Copy out the entries below precisely; nothing is to be omitted.

** Start Source records **

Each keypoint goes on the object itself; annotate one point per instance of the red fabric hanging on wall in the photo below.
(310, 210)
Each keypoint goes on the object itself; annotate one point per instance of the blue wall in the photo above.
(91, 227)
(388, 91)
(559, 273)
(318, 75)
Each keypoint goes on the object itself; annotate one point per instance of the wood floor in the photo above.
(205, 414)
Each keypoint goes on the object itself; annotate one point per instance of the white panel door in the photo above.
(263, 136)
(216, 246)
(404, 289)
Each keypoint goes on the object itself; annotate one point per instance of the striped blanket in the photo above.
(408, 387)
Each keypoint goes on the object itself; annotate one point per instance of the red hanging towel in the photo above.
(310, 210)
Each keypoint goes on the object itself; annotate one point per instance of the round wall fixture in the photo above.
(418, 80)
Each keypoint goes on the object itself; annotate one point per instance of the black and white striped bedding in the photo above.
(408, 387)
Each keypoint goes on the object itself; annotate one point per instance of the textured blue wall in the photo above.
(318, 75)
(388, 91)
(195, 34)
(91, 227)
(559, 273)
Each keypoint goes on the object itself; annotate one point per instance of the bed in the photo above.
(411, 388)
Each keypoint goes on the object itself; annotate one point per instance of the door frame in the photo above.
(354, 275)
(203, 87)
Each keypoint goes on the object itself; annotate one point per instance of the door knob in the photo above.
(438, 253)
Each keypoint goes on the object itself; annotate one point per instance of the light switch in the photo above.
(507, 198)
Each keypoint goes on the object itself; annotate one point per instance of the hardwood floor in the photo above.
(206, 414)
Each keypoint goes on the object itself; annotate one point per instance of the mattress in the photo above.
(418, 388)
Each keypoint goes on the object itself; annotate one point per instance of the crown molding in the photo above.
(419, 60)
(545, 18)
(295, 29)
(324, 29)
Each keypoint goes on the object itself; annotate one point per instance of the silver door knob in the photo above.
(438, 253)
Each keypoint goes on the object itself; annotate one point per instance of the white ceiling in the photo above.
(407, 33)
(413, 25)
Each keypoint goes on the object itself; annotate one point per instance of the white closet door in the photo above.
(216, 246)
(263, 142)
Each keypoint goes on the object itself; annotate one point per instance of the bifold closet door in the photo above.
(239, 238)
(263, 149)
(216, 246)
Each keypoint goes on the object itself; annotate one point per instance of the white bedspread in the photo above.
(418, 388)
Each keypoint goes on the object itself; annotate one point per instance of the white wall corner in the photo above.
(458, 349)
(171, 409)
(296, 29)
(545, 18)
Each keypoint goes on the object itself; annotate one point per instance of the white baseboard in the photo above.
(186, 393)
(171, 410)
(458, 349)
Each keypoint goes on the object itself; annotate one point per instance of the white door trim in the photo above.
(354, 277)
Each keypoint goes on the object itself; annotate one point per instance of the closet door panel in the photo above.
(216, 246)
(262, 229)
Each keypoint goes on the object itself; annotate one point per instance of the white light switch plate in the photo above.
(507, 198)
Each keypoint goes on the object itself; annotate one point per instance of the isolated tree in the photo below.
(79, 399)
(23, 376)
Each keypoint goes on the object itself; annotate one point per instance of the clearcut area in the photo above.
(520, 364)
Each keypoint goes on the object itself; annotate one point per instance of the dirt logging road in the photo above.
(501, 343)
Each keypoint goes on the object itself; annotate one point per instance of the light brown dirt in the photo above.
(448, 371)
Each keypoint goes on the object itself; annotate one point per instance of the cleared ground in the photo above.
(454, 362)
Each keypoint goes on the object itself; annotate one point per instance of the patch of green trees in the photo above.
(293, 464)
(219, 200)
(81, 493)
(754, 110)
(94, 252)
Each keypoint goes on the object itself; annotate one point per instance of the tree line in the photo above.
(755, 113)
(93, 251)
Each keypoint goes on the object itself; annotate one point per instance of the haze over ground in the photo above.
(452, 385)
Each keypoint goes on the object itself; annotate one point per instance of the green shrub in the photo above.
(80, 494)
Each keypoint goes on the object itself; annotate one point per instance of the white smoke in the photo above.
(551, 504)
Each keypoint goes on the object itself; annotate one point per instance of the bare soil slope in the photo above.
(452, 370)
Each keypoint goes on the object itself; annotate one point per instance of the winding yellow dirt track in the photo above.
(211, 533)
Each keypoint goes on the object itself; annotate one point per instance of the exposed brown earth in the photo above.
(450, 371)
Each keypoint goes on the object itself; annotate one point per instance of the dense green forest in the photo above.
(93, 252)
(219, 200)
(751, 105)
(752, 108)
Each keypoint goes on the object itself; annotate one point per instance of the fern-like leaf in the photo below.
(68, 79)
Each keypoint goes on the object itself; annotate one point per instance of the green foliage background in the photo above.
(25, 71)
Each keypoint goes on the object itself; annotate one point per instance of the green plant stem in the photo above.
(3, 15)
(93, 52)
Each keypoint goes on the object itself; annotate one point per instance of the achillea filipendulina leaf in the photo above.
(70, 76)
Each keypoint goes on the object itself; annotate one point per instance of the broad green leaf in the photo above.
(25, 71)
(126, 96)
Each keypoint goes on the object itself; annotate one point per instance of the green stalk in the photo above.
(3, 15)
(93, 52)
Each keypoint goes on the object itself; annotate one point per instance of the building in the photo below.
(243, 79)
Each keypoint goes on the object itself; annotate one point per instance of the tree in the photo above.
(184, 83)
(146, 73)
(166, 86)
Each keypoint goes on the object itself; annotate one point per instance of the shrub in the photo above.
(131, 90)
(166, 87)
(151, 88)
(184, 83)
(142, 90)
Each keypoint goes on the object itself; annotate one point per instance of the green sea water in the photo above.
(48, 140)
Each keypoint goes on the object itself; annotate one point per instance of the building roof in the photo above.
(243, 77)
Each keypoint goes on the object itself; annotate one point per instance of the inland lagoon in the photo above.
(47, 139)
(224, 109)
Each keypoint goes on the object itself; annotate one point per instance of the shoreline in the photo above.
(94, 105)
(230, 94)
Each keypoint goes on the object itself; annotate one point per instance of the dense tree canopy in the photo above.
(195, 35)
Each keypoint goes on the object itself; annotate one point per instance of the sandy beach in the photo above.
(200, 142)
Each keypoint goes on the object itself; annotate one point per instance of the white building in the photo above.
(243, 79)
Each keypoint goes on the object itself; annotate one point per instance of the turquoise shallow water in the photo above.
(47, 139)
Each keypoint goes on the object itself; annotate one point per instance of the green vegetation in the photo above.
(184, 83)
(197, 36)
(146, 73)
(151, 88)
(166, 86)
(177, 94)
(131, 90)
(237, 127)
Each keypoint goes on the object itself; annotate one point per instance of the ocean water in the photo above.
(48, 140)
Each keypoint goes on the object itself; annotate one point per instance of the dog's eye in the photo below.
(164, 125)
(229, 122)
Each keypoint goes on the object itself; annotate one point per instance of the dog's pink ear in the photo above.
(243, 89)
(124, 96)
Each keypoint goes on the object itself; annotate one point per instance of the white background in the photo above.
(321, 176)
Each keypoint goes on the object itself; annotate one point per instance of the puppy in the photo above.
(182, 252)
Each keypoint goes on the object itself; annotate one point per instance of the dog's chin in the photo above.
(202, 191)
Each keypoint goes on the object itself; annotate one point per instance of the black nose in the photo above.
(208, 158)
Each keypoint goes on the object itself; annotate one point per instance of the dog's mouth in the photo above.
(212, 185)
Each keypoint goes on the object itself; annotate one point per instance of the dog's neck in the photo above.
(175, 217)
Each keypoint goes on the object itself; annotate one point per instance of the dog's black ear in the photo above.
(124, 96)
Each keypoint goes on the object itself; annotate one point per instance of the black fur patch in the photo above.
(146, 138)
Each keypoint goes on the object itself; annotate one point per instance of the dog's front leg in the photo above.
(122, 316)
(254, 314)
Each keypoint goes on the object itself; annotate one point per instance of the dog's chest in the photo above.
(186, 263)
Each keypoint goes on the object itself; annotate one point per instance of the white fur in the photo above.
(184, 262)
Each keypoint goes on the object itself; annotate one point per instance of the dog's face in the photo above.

** End Source records **

• [Response to the task]
Each keypoint goes on the object itself; annotate one point per instance of the red fabric hanging on wall in the photo below.
(310, 210)
Each keypoint goes on the object itself; annotate one point per instance of the blue wall in the photo above.
(91, 227)
(388, 91)
(559, 273)
(318, 75)
Each keypoint goes on the object itself; annotate one point per instance of the wood floor in the photo above.
(205, 414)
Each keypoint goes on the object itself; annotate one point per instance of the white panel door in the photo above.
(263, 136)
(216, 246)
(404, 289)
Each keypoint goes on the object itself; annotate one point per instance of the striped blanket in the photo above.
(408, 387)
Each keypoint goes on the object itself; annotate one point per instance of the red hanging towel in the photo above.
(310, 210)
Each keypoint goes on the object itself; annotate one point per instance of the round wall fixture in the photo above.
(418, 80)
Each keypoint goes on the object itself; annotate one point per instance of the black and white striped bedding in the photo above.
(408, 387)
Each keypoint goes on the object itself; annotate one point per instance of the textured blue wall in the photo above.
(318, 75)
(388, 91)
(195, 34)
(91, 227)
(559, 273)
Each keypoint goes on the object itself; annotate one point per instance of the bed in the photo above.
(411, 388)
Each keypoint goes on the object itself; annotate one point per instance of the door frame in the photo above.
(354, 275)
(203, 87)
Each keypoint goes on the object itself; annotate one point per instance of the door knob in the photo above.
(438, 253)
Each keypoint goes on the object itself; annotate one point per instance of the light switch in the photo above.
(507, 198)
Each keypoint goes on the object itself; annotate one point per instance of the hardwood floor in the photo above.
(206, 414)
Each keypoint goes on the object itself; annotate one point per instance of the mattress in the photo above.
(418, 388)
Each keypoint goes on the object itself; annotate one point per instance of the crown molding in the photo above.
(419, 60)
(545, 18)
(295, 29)
(324, 29)
Each keypoint goes on the object itself; annotate one point per instance of the silver door knob in the photo above.
(438, 253)
Each keypoint goes on the object itself; annotate one point per instance of the white ceiling in the photo above.
(407, 33)
(413, 25)
Each keypoint goes on the object itself; annotate one point per instance of the white closet door in the photo above.
(216, 246)
(263, 142)
Each keypoint goes on the object itself; annotate one point per instance of the bifold closet door in the photo above.
(239, 238)
(263, 149)
(216, 246)
Each keypoint goes on the object itself; annotate one point per instance of the white bedspread in the photo above.
(418, 388)
Each keypoint goes on the object itself; annotate one point per instance of the white wall corner in the photo above.
(458, 349)
(171, 409)
(296, 29)
(545, 18)
Each keypoint goes on the object itself; annotate one point per instance of the white baseboard in the photo above.
(186, 393)
(171, 410)
(458, 349)
Each keypoint goes on the object itself; annotate one point per instance of the white door trim in the photo above.
(354, 277)
Each keypoint goes on the object itself; annotate one point per instance of the closet door panel in the photo above.
(216, 246)
(262, 229)
Each keypoint goes on the object itself; annotate one point per instance of the white light switch plate in the photo above.
(507, 198)
Each keypoint goes on the object itself; annotate one point per instance of the isolated tree in the photo below.
(79, 399)
(23, 376)
Each keypoint goes on the object itself; annotate one point per instance of the clearcut area in the photo above.
(520, 364)
Each keypoint goes on the object itself; annotate one point per instance of the dirt logging road in the photo above.
(501, 343)
Each keypoint goes on the object itself; annotate one point per instance of the light brown dirt in the photo above.
(448, 371)
Each keypoint goes on the object itself; annotate one point per instance of the cleared ground in the photo above.
(454, 362)
Each keypoint goes on the object itself; annotate one point per instance of the patch of green trees in the photo above.
(293, 464)
(219, 200)
(81, 493)
(754, 110)
(94, 252)
Each keypoint goes on the object itself; annotate one point per instance of the tree line in the photo above.
(755, 113)
(93, 251)
Each keypoint goes on the object itself; annotate one point per instance of the haze over ground in the photo above.
(452, 385)
Each keypoint goes on the object itself; annotate one point per instance of the green shrub in the photo above.
(80, 494)
Each keypoint goes on the object itself; annotate one point per instance of the white smoke in the photo above.
(551, 504)
Each keypoint goes on the object itself; annotate one point per instance of the bare soil slope in the photo above.
(452, 370)
Each keypoint goes on the object itself; annotate one point per instance of the winding yellow dirt track in the photo above.
(211, 533)
Each keypoint goes on the object itself; annotate one point per instance of the exposed brown earth in the photo above.
(450, 371)
Each keypoint goes on the object itself; annotate one point per instance of the dense green forest in the photo above.
(93, 252)
(219, 200)
(751, 105)
(752, 108)
Each keypoint goes on the object itself; annotate one point per instance of the fern-like leaf in the photo below.
(68, 79)
Each keypoint goes on the object itself; annotate one point per instance of the green foliage background in the photo above.
(25, 71)
Each keypoint goes on the object itself; annotate one point per instance of the green plant stem in the photo above.
(3, 15)
(93, 52)
Each keypoint goes on the object itself; annotate one point per instance of the achillea filipendulina leaf in the photo above.
(70, 76)
Each keypoint goes on the object itself; annotate one point per instance of the broad green leaf in the photo above.
(25, 71)
(126, 96)
Each keypoint goes on the object itself; annotate one point per instance of the green stalk in the photo above.
(3, 15)
(93, 52)
Each keypoint goes on the object itself; annotate one point per instance of the building in the photo below.
(243, 79)
Each keypoint goes on the object itself; annotate one point per instance of the tree in the photo above.
(184, 83)
(146, 73)
(166, 86)
Each keypoint goes on the object itself; annotate one point per instance of the shrub in the photo above.
(131, 90)
(166, 87)
(151, 88)
(184, 83)
(142, 90)
Each keypoint goes on the object itself; annotate one point per instance of the green sea water in the photo above.
(48, 140)
Each keypoint goes on the object itself; annotate one point per instance of the building roof in the photo above.
(243, 77)
Each keypoint goes on the object itself; annotate one point per instance of the inland lagoon in the photo above.
(47, 139)
(224, 109)
Each keypoint goes on the object itself; annotate one point per instance of the shoreline in the photo above.
(94, 105)
(230, 94)
Each keypoint goes on the object itself; annotate one point per instance of the dense tree canopy in the photo above.
(195, 35)
Each keypoint goes on the object itself; annotate one point per instance of the sandy beach in the photo above.
(200, 142)
Each keypoint goes on the object itself; annotate one point per instance of the white building in the photo above.
(243, 79)
Each keypoint goes on the object itself; annotate one point per instance of the turquoise shallow water in the photo above.
(47, 139)
Each keypoint goes on the object itself; annotate one point per instance of the green vegetation in the photo above.
(184, 83)
(197, 36)
(146, 73)
(151, 88)
(166, 86)
(177, 94)
(131, 90)
(237, 127)
Each keypoint goes on the object itself; annotate one point per instance of the ocean water in the photo above.
(48, 140)
Each keypoint goes on the object itself; annotate one point per instance of the dog's eye in the photo below.
(164, 125)
(229, 122)
Each keypoint goes on the object itself; annotate one point per instance of the dog's pink ear in the photo above.
(243, 89)
(124, 96)
Each keypoint goes on the object itself; annotate one point per instance of the white background in the photo above.
(321, 176)
Each keypoint goes on the object itself; annotate one point per instance of the puppy in the photo above.
(182, 252)
Each keypoint goes on the object itself; annotate one point per instance of the dog's chin in the photo above.
(202, 191)
Each keypoint goes on the object itself; annotate one point per instance of the black nose in the photo above.
(208, 158)
Each keypoint goes on the object itself; annotate one point per instance of the dog's mouth in the photo above.
(212, 185)
Each keypoint goes on the object itself; annotate one point per instance of the dog's neck in the photo above.
(175, 217)
Each keypoint goes on the object itself; annotate one point per instance of the dog's black ear in the photo above.
(124, 96)
Each keypoint goes on the object itself; annotate one point per instance of the black fur patch in the photo above.
(146, 138)
Each keypoint goes on the object itself; annotate one point per instance of the dog's front leg in the photo above.
(122, 316)
(254, 314)
Each keypoint goes on the object itself; annotate one point per instance of the dog's chest in the photo above.
(186, 263)
Each keypoint goes on the object itself; annotate one point per instance of the white fur in the photo above.
(184, 262)
Each keypoint goes on the object itself; annotate one point per instance of the dog's face in the photo above.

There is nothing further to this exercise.